Données de l'exercice:
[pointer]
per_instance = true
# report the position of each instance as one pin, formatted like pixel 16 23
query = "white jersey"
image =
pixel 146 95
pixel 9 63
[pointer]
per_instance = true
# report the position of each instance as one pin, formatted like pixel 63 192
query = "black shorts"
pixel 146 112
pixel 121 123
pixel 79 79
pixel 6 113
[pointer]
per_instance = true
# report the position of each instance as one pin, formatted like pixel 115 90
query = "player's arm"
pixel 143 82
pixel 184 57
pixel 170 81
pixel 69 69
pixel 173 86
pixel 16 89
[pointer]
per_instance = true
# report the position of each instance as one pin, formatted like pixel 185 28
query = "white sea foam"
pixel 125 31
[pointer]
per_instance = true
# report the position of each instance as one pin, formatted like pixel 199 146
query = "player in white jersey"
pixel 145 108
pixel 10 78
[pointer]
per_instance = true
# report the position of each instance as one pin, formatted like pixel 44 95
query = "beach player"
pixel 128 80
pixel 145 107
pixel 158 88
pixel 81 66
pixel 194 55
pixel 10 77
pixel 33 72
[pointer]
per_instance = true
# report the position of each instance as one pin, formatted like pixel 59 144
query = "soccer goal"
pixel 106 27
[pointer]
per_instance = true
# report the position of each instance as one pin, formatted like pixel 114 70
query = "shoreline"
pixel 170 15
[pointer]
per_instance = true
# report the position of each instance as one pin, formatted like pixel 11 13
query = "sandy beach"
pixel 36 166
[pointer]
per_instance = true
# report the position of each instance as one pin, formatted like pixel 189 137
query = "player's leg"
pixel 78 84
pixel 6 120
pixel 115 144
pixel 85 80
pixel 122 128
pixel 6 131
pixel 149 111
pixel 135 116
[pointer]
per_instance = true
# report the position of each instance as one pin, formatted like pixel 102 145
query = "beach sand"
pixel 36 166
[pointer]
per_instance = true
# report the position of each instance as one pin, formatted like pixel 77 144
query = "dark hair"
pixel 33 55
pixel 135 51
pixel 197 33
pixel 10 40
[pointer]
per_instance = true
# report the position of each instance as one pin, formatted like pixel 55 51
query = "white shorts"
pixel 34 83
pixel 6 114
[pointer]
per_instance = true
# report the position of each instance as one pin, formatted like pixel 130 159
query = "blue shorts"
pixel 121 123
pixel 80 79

Consigne:
Retranscrivez fidèlement l'ensemble des données ci-dessus, ligne par ligne.

Réponse attendue:
[pointer]
per_instance = true
# report the position of each instance as one pin, formatted like pixel 16 23
query = "white jersey"
image =
pixel 146 95
pixel 9 63
[pointer]
per_instance = true
# report the position of each instance as one pin, formatted like pixel 63 192
query = "black shorts"
pixel 146 112
pixel 121 123
pixel 79 79
pixel 6 113
[pointer]
per_instance = true
# report the position of each instance as one pin, formatted like pixel 115 90
query = "player's arm"
pixel 143 82
pixel 184 57
pixel 170 81
pixel 69 69
pixel 173 86
pixel 16 89
[pointer]
per_instance = true
# report the position of each instance as one pin, formatted like pixel 185 28
query = "white sea foam"
pixel 125 31
[pointer]
per_instance = true
# report the position of each instance as one pin, formatted like pixel 199 146
query = "player in white jersey"
pixel 145 108
pixel 10 78
[pointer]
per_instance = true
# report the position of each instance as one pin, formatted like pixel 44 95
query = "beach player"
pixel 128 80
pixel 145 107
pixel 158 88
pixel 81 66
pixel 194 55
pixel 10 77
pixel 33 72
[pointer]
per_instance = true
# report the position of each instance as one pin, formatted like pixel 59 144
query = "soccer goal"
pixel 106 27
[pointer]
per_instance = true
# report the position of each instance as one pin, formatted like pixel 114 70
query = "shoreline"
pixel 170 15
[pointer]
per_instance = true
# report the position of each instance as one pin, formatted like pixel 11 13
query = "sandy beach"
pixel 36 166
[pointer]
per_instance = true
# report the position of each instance as one pin, formatted like pixel 189 137
query = "player's leg"
pixel 78 84
pixel 6 120
pixel 115 144
pixel 85 80
pixel 122 128
pixel 6 131
pixel 149 111
pixel 135 116
[pointer]
per_instance = true
# report the position of each instance as one pin, formatted like pixel 102 145
query = "beach sand"
pixel 36 166
[pointer]
per_instance = true
# report the position of each instance as one pin, formatted like pixel 77 144
query = "dark hair"
pixel 33 55
pixel 135 51
pixel 197 33
pixel 10 40
[pointer]
per_instance = true
# report the position of each instance as one pin, formatted like pixel 55 51
query = "white shorts"
pixel 34 83
pixel 6 114
[pointer]
per_instance = true
# report the position of each instance as one pin, formatted like pixel 130 159
query = "blue shorts"
pixel 121 123
pixel 80 79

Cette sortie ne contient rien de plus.